-- TASK DESCRIPTION --
Please pull out each line in the records below that contains the word "water".

>>>

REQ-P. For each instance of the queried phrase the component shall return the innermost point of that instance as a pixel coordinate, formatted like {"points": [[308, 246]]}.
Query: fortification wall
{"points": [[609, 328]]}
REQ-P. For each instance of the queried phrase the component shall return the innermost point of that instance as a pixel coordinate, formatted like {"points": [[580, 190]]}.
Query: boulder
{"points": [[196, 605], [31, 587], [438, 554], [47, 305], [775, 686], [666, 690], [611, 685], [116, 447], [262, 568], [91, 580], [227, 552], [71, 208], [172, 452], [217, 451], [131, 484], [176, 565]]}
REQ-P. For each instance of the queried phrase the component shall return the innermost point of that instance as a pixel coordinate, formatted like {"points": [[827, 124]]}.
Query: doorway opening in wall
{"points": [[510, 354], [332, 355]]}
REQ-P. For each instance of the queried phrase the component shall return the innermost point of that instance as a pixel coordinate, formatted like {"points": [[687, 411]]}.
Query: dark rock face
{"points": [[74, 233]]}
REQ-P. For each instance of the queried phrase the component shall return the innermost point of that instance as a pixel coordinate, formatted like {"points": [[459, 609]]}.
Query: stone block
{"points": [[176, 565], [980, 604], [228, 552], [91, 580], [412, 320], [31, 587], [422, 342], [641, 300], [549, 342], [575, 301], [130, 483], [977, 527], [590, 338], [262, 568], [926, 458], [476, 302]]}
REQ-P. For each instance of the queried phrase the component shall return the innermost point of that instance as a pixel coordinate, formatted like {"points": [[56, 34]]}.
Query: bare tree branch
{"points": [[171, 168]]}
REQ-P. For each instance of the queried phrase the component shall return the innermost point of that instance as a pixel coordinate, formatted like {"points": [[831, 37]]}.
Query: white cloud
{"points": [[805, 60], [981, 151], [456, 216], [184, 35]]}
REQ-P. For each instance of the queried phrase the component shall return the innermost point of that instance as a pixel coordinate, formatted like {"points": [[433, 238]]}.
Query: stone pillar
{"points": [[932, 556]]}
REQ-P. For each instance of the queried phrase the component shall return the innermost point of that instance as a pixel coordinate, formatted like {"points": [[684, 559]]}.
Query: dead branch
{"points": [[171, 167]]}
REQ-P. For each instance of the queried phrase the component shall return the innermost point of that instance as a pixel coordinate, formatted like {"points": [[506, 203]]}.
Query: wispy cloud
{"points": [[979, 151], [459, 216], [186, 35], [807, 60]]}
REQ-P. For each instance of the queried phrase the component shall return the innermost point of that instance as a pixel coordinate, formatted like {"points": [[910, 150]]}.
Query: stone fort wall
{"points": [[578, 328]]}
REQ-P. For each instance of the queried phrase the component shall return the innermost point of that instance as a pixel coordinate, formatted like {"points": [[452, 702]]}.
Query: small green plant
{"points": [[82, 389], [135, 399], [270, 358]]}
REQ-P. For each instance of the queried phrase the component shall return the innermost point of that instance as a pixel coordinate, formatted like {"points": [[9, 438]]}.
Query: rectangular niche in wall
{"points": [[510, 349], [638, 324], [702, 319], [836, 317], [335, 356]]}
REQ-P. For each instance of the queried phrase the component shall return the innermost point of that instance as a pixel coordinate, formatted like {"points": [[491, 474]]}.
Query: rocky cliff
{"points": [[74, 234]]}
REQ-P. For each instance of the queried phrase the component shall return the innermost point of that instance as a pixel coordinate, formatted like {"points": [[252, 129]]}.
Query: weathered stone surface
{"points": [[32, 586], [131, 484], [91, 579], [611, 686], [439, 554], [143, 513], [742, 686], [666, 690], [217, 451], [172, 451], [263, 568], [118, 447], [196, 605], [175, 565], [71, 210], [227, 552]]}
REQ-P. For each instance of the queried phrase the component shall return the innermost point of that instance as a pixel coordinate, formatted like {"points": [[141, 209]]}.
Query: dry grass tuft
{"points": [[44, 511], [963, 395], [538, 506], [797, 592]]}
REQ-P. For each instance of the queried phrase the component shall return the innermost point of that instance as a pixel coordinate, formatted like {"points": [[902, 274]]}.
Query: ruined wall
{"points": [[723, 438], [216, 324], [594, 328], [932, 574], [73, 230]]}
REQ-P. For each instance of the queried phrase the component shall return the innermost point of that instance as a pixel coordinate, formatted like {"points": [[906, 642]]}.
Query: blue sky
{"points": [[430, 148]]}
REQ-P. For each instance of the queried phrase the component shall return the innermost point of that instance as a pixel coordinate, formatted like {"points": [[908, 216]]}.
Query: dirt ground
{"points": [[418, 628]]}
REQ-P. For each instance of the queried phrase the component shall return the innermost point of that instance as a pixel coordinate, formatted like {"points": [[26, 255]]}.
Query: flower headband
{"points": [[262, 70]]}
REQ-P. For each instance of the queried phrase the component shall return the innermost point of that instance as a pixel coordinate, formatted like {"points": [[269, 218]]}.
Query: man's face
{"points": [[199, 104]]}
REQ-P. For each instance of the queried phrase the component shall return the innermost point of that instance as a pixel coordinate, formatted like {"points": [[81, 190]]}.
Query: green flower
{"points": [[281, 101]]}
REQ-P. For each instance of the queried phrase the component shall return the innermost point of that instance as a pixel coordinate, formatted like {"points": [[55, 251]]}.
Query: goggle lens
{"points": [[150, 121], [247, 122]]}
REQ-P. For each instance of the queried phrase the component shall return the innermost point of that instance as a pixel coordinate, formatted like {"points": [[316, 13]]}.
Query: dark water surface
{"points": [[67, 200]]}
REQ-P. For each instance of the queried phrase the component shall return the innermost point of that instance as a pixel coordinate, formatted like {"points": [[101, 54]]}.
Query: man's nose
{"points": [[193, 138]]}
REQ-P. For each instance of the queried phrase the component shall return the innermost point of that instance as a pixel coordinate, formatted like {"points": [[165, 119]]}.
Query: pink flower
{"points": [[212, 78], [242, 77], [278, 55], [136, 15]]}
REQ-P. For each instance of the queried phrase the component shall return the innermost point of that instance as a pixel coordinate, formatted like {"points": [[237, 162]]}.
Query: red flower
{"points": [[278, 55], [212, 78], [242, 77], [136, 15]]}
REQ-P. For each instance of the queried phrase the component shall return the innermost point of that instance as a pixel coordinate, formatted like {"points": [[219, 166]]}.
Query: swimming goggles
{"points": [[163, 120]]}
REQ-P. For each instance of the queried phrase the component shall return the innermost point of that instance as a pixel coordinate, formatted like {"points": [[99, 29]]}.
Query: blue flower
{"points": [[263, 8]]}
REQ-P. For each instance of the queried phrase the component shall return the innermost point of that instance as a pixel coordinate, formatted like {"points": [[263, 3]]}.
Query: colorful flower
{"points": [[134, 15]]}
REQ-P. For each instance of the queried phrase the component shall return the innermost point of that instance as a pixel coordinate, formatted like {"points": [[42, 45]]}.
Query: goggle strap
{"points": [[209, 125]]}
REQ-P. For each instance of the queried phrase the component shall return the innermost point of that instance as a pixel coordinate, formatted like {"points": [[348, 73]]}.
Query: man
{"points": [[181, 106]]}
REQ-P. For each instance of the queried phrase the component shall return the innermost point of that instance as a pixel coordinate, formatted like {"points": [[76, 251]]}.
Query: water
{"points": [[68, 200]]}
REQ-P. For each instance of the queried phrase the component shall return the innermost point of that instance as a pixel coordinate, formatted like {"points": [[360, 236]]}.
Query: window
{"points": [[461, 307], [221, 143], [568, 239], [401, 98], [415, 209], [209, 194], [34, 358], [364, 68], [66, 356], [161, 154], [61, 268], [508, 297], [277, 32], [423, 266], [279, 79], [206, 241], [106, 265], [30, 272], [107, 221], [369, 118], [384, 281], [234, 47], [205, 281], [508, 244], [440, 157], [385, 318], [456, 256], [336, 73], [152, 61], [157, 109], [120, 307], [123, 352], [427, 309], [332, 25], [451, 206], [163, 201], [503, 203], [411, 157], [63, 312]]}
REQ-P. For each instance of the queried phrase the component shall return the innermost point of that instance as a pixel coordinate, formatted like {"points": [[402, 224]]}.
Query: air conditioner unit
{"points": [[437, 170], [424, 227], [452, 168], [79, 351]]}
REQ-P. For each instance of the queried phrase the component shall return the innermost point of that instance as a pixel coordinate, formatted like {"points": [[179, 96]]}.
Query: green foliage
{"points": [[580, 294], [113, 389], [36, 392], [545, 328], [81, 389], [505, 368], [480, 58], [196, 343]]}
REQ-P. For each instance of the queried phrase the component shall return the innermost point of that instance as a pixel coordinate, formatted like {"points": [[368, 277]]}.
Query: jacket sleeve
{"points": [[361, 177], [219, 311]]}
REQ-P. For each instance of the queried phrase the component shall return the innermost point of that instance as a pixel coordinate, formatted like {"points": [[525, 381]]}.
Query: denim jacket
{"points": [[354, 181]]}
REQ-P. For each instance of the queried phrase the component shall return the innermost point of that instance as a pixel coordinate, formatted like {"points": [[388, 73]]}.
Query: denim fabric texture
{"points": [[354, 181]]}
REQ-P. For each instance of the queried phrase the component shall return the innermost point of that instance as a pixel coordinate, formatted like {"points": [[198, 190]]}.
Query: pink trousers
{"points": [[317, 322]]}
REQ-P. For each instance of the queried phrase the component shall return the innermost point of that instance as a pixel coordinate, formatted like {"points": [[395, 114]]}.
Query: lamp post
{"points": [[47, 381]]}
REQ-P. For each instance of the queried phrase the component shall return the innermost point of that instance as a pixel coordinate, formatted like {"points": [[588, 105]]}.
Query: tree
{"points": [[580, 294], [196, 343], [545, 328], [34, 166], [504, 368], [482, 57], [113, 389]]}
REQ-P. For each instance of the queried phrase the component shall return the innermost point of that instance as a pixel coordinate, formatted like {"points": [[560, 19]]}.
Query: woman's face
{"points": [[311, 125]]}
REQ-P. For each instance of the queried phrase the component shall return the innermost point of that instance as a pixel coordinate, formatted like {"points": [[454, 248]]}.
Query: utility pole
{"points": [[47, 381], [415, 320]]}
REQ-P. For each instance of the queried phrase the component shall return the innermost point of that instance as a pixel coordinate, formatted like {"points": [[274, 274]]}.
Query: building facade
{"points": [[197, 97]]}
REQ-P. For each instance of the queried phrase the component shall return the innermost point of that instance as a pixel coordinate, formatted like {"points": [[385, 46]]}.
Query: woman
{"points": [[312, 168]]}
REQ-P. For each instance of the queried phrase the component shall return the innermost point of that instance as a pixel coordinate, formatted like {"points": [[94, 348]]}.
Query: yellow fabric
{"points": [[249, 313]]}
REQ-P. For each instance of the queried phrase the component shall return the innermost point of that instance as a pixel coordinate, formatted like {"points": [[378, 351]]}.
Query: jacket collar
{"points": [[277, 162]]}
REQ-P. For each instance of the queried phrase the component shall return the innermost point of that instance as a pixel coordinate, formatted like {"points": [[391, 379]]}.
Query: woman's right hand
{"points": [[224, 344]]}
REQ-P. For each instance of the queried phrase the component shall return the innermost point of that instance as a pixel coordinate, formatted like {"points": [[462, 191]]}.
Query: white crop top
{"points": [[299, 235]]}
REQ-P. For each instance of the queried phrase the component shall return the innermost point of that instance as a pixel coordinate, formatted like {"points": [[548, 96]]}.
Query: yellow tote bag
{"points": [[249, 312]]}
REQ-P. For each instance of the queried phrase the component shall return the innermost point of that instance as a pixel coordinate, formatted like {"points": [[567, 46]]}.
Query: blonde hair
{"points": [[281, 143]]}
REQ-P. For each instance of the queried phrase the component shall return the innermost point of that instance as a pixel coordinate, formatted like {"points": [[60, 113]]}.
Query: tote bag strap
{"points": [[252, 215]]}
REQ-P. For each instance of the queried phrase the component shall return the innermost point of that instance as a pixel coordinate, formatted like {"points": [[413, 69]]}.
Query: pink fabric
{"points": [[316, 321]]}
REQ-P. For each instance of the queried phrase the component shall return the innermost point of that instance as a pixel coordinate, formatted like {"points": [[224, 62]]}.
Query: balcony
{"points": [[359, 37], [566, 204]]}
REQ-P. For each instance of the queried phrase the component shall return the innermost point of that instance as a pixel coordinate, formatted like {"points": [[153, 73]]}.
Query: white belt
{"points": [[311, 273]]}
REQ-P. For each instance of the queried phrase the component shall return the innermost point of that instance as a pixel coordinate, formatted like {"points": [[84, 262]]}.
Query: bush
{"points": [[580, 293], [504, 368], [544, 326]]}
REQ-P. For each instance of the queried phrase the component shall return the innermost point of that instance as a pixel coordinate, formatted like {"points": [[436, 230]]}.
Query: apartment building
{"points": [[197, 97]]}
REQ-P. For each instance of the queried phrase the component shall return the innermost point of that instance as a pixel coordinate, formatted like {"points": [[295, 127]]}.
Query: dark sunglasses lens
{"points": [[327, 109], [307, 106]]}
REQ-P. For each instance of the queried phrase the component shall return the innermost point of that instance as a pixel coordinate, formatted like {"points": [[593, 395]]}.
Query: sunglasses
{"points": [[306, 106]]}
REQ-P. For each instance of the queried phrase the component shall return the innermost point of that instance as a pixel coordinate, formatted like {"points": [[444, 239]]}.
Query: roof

<<<

-- WORKED ANSWER --
Query: dark water surface
Query: water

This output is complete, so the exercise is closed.